- [THE TASK] Your transcription must include every record word for word and no pictures.

- [DATA FOR THIS TASK]
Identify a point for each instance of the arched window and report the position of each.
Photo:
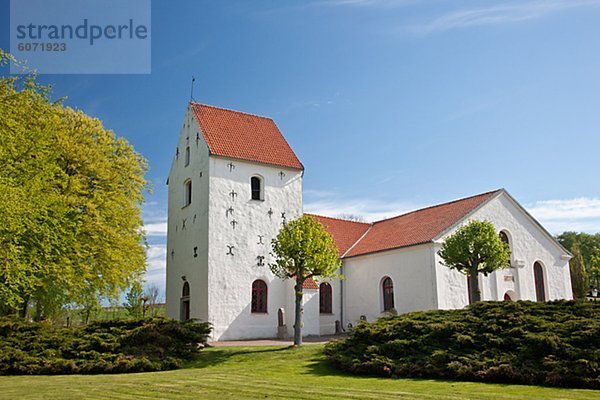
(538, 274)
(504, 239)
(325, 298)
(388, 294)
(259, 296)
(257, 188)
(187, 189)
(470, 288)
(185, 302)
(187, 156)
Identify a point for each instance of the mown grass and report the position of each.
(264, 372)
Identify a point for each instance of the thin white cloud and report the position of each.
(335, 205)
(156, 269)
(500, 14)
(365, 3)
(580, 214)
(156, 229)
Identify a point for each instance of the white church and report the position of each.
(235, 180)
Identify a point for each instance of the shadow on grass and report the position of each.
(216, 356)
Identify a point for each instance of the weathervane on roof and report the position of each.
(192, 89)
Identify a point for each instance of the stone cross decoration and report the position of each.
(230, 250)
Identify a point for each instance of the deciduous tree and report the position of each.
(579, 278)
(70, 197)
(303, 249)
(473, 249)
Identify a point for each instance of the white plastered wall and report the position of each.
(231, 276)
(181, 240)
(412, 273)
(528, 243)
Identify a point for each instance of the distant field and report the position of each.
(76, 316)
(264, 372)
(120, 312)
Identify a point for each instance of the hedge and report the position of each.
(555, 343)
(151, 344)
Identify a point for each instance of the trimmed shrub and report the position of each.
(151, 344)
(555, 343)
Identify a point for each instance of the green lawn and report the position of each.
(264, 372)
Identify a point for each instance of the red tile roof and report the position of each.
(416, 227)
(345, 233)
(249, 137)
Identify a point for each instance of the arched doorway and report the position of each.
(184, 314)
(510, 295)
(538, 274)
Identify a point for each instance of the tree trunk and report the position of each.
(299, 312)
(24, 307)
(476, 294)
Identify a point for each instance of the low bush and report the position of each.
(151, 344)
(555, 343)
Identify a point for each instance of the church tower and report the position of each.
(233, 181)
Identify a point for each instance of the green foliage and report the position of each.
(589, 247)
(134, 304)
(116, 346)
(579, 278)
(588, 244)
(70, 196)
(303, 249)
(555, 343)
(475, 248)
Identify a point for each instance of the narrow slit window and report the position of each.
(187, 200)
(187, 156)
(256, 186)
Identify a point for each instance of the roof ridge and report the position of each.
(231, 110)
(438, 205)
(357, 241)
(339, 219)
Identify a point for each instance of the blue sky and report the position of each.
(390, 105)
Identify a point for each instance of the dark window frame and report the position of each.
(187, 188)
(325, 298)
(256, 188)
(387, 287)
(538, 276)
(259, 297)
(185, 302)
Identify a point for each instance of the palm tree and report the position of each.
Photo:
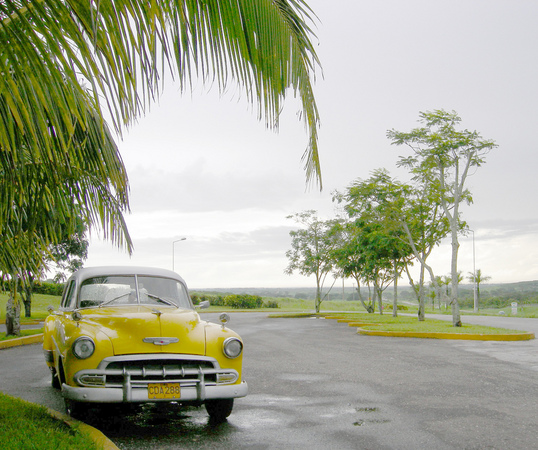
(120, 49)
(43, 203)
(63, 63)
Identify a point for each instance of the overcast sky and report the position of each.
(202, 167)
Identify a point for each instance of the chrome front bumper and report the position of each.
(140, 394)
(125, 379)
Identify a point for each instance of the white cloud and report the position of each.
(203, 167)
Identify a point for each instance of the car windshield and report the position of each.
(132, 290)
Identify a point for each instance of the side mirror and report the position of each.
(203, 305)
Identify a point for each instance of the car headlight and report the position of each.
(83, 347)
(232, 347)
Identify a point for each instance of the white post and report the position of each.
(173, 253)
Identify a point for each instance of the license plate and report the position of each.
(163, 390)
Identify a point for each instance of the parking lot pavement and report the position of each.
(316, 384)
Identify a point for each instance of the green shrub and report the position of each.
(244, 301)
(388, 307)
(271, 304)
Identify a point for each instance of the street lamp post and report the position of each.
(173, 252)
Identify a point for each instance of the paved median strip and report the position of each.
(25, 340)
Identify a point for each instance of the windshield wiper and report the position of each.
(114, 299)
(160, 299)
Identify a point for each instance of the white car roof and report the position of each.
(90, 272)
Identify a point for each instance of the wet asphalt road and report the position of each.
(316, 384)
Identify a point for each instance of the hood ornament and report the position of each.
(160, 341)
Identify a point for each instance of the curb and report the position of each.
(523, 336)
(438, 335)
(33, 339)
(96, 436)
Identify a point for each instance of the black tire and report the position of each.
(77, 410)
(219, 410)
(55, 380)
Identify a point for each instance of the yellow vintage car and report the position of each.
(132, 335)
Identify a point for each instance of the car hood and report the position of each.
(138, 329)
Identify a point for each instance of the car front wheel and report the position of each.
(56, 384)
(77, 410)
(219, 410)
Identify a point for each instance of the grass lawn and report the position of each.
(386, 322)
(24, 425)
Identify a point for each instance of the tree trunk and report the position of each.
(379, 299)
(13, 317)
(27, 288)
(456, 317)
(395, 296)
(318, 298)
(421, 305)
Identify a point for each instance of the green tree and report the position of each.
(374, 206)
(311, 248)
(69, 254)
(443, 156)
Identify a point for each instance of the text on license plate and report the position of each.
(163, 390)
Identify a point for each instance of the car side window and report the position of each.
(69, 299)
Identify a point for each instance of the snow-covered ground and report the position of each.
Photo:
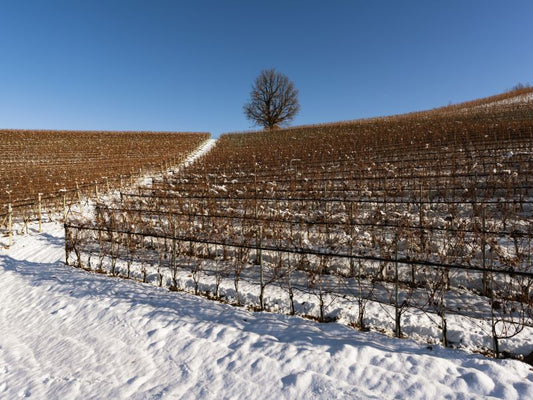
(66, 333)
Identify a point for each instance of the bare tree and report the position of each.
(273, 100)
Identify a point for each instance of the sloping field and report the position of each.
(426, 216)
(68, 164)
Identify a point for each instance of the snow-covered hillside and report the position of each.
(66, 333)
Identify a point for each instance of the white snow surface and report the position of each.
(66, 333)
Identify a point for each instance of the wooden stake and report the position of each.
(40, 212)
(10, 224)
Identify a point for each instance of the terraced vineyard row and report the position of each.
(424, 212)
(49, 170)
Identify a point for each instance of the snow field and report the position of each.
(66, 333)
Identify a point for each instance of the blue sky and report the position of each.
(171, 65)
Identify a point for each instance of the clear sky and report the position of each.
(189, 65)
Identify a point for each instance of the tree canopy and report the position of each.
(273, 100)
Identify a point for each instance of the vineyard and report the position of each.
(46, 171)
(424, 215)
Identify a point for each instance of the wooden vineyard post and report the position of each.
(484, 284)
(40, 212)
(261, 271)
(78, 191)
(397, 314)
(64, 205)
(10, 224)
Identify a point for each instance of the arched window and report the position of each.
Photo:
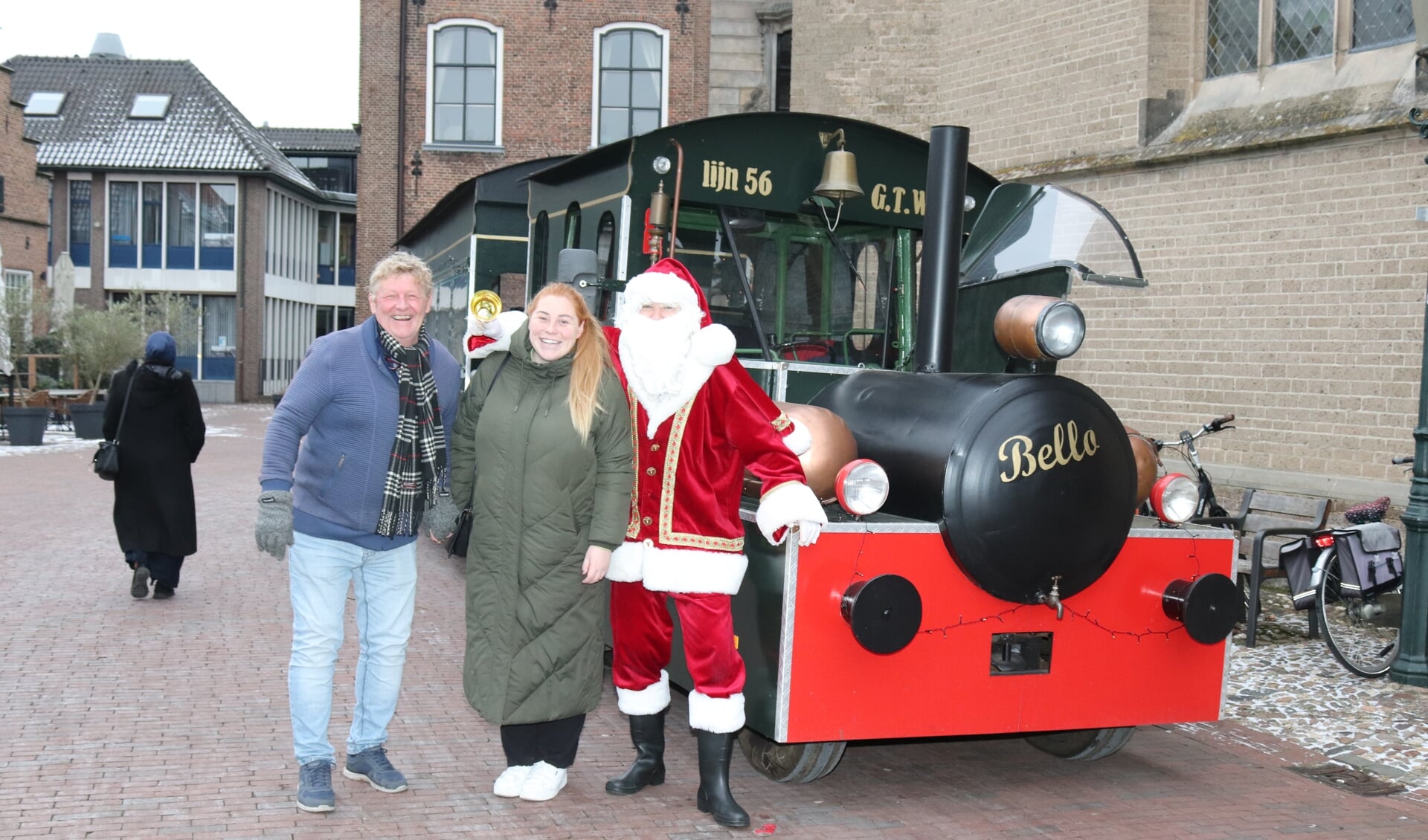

- [RESPONSE BELOW]
Identify a point for each instance of the arched window and report the position of each.
Photo:
(538, 274)
(504, 239)
(325, 298)
(388, 294)
(259, 296)
(257, 188)
(187, 189)
(470, 288)
(185, 302)
(187, 156)
Identify a point for each instance of the mown grass and report the position of each.
(264, 372)
Identify a point for each instance of the thin white cloud and report the position of each.
(335, 205)
(156, 269)
(500, 14)
(365, 3)
(580, 214)
(156, 229)
Identify a point for each instance of the white church and report the position of each.
(235, 180)
Identify a point for each instance of the shadow on grass and report the position of each.
(216, 356)
Identify a point for each instance of the weathervane on roof and report the position of each.
(192, 89)
Identify a point for each instance of the stone cross decoration and report the position of each.
(230, 250)
Identify a point for each instance of the deciduous tree and report the position of each.
(579, 278)
(70, 197)
(303, 249)
(473, 249)
Identify a point for each instance of the white plastered wall and report the position of each.
(231, 276)
(181, 240)
(412, 273)
(528, 243)
Identify a point for each instance of the distant field and report the position of each.
(76, 316)
(264, 372)
(120, 312)
Identify a point for each instance of the hedge and report the position of each.
(555, 343)
(151, 344)
Identify a point for each instance of the trimmed shrub and report the position of each.
(151, 344)
(555, 343)
Identify a point for each instance of the green lawn and report the position of each.
(264, 372)
Identify a point for each instance of the red tile roof and report the position of each.
(416, 227)
(345, 233)
(249, 137)
Identify a point for each instance of the arched doorway and report the position of each.
(184, 314)
(510, 295)
(538, 274)
Identify a point for each instance of the tree trunk and report the position of each.
(299, 312)
(24, 307)
(476, 294)
Identify a point for each instance of the low bush and report the position of each.
(151, 344)
(555, 343)
Identify a point for each instance of the church tower and report the position of each.
(233, 181)
Identify a point for each instance of the green foliage and report the position of each.
(589, 247)
(134, 304)
(116, 346)
(579, 278)
(588, 244)
(70, 196)
(303, 249)
(555, 343)
(475, 248)
Identify a point for each instance of the narrow slit window and report the position of each.
(187, 200)
(187, 156)
(256, 186)
Identify a point for each instance of the roof ridge and report the position of each.
(231, 110)
(438, 205)
(357, 241)
(339, 219)
Identify a point for each instance of the blue sky and report the position of each.
(390, 105)
Identify a point for each instance of the dark window frame and report the position of each.
(187, 188)
(325, 298)
(256, 188)
(387, 287)
(538, 276)
(259, 297)
(185, 302)
Identify a point for each instance of the palm tree and report the position of each.
Photo:
(120, 49)
(43, 203)
(63, 63)
Identify a point for each instance of the overcast sky and report the position of each.
(202, 167)
Identify a point for each instance of the chrome front bumper and report the position of each.
(140, 394)
(125, 379)
Identify a point for each instance of the white cloud and report the position of each.
(203, 167)
Identify a point for each instance of the car windshield and report the position of each.
(132, 290)
Identify a point for each instance of the side mirror and report the position of each.
(203, 305)
Identify a point for each instance of the car headlight and report the position of each.
(83, 347)
(232, 347)
Identify a point for each instance of the white post and report the position of each.
(173, 253)
Identify a point for each instance of the license plate and report the position of each.
(163, 390)
Identify a point for each instance of the parking lot pavement and report the position of each.
(316, 384)
Identify a point for each instance of the green shrub and report the position of each.
(244, 301)
(388, 307)
(271, 304)
Identify a point for each instance of the street lamp post and report the position of each.
(173, 252)
Identify a point for each instance of the paved median strip and report the position of each.
(25, 340)
Identify a point for each instance of the windshield wiper and report the position of each.
(114, 299)
(160, 299)
Identify a point for each instance of the white car roof and report the position of each.
(90, 272)
Identify a point for each instance of the wet asphalt road and report the position of each.
(316, 384)
Identify a point for each instance of the hood ornament and report the position of each.
(160, 341)
Identify a point for each instance of the curb and report the position of each.
(523, 336)
(438, 335)
(33, 339)
(96, 436)
Identify a point for each instance of the black tire and report the position of each.
(77, 410)
(219, 410)
(55, 380)
Identify a point for each instance of the yellow vintage car and report the position of each.
(132, 335)
Identify a point for each instance of the car hood and report the position of each.
(138, 329)
Identify a point for each instance of the car front wheel and report the position of each.
(56, 384)
(77, 410)
(219, 410)
Identify a point for each instance of the grass lawn and report the position of each.
(386, 322)
(24, 425)
Identify a point for each instance of the tree trunk and report the position of each.
(379, 299)
(13, 317)
(27, 288)
(456, 317)
(395, 296)
(318, 298)
(421, 305)
Identify a point for each instance of the green tree and report the position of each.
(374, 206)
(311, 248)
(69, 254)
(443, 156)
Identify a point for each instance of the text on license plate and report the position of each.
(163, 390)
Identify a point for each instance of the car side window and report the position of each.
(69, 299)
Identify a point for each instance of the snow-covered ground and report the position of each.
Photo:
(66, 333)
Identify a point for each instance of the bare tree and report the position of each.
(273, 100)
Identify a point for each instance of the sloping field and report the position of each.
(426, 216)
(68, 164)
Identify a point for each instance of the snow-covered hillside and report the position of each.
(66, 333)
Identify a point for each instance of the white snow surface and report the position of each.
(66, 333)
Identify a point for each instance of the wooden stake and report the position of each.
(40, 212)
(10, 224)
Identify a point for each instance of the terraced vineyard row and report the position of each.
(424, 212)
(49, 170)
Identify a point for each instance of the snow field and report the position of each.
(66, 333)
Identify a point for each instance of the blue sky and report the position of each.
(171, 65)
Identify a point for each instance of the clear sky and report the position of each.
(189, 65)
Identify a point for each instance of the tree canopy and report the position of each.
(273, 100)
Identify a point for each instance of the vineyard and report the position of each.
(46, 171)
(424, 215)
Identify a point for each instance of the wooden vineyard post and report the position of each.
(484, 284)
(40, 212)
(261, 271)
(78, 191)
(397, 314)
(64, 205)
(10, 224)
Identify a point for each instance of the arched window and report the position of each.
Photo:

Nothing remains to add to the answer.